Reproduce the listing below word for word, line by line, and leave the pictures out.
[begin Given records]
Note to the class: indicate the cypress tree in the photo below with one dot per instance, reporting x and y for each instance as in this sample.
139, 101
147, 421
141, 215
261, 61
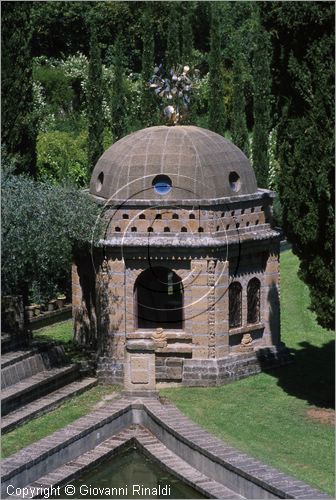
[end Given records]
Answer to the problem —
Note to the class: indicate the cypress tree in the photo below with one dot per instance, reporting x and y for each instance as in this sample.
139, 101
147, 421
141, 215
261, 61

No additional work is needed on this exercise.